[Some records]
★ ★ ★ ★ ★ ★ ★

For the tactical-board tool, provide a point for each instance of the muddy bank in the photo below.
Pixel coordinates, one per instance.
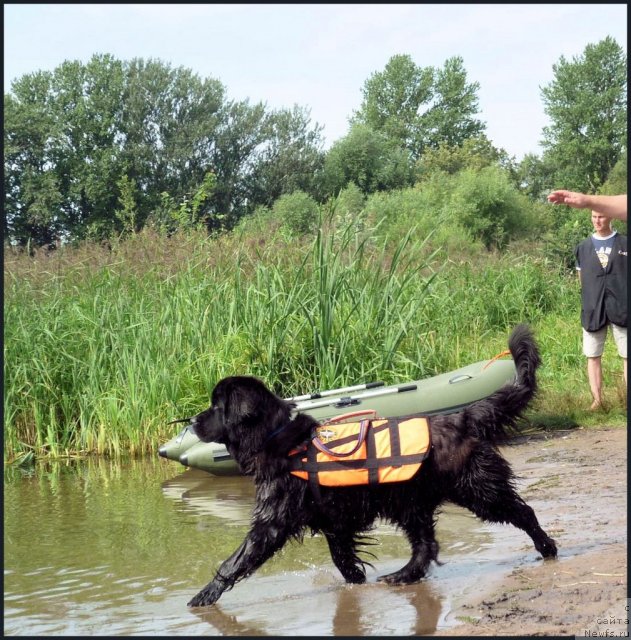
(581, 500)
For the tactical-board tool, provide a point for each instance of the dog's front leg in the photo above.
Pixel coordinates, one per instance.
(259, 546)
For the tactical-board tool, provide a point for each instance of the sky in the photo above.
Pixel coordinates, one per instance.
(319, 56)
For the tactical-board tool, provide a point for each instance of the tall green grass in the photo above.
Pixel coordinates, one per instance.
(104, 346)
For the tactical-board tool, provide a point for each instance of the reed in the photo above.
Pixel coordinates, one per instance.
(104, 345)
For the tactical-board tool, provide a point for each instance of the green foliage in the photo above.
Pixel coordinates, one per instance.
(103, 347)
(474, 153)
(417, 108)
(298, 212)
(587, 105)
(127, 214)
(291, 158)
(367, 159)
(486, 204)
(73, 133)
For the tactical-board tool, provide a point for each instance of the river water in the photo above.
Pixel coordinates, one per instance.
(96, 547)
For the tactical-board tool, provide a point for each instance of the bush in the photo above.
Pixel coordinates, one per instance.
(491, 209)
(298, 212)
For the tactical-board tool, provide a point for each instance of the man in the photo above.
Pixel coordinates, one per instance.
(601, 261)
(610, 206)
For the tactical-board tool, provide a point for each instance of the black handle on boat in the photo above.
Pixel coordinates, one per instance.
(323, 394)
(352, 400)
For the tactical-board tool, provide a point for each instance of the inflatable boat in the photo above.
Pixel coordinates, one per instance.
(444, 393)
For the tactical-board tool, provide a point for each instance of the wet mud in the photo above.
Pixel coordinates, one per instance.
(577, 484)
(122, 548)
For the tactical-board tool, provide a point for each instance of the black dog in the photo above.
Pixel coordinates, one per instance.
(463, 467)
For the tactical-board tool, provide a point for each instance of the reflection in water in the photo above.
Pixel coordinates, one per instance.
(96, 547)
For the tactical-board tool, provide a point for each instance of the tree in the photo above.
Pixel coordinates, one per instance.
(368, 159)
(451, 118)
(474, 153)
(418, 107)
(393, 98)
(92, 149)
(586, 103)
(290, 158)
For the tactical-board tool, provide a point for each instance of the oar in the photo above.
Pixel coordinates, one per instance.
(350, 400)
(332, 392)
(308, 404)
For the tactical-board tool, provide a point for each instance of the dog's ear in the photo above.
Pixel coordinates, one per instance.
(292, 434)
(234, 397)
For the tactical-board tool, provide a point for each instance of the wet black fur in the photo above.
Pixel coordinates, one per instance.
(464, 467)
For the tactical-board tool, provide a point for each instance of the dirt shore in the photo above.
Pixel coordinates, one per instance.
(577, 483)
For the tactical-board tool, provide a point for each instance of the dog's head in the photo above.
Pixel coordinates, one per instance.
(248, 418)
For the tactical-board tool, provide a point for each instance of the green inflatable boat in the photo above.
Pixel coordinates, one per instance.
(444, 393)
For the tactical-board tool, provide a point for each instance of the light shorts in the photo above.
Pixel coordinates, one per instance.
(594, 341)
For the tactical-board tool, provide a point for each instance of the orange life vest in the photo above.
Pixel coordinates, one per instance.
(365, 452)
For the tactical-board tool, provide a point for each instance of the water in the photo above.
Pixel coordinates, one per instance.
(102, 548)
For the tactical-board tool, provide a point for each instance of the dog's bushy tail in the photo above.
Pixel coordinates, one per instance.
(493, 418)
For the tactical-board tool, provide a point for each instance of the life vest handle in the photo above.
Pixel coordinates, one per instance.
(363, 430)
(352, 414)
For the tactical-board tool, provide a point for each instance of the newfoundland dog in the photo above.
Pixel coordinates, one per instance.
(464, 466)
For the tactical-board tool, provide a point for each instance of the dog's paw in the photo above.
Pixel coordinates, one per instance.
(207, 596)
(355, 577)
(548, 549)
(399, 577)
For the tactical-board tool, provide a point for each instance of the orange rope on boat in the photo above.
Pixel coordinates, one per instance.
(497, 357)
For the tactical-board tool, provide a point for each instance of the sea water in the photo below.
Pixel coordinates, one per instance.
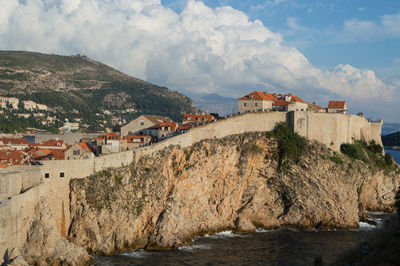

★ ★ ★ ★ ★ ★ ★

Pull out each line of the records that contains the word "handle", matching case exactly.

**The output**
For the tactical-board tool, provide a point for each instance of the black handle on boat in the photo above.
For the tactical-board tool, provide a point for each instance of the life vest handle in the photo above.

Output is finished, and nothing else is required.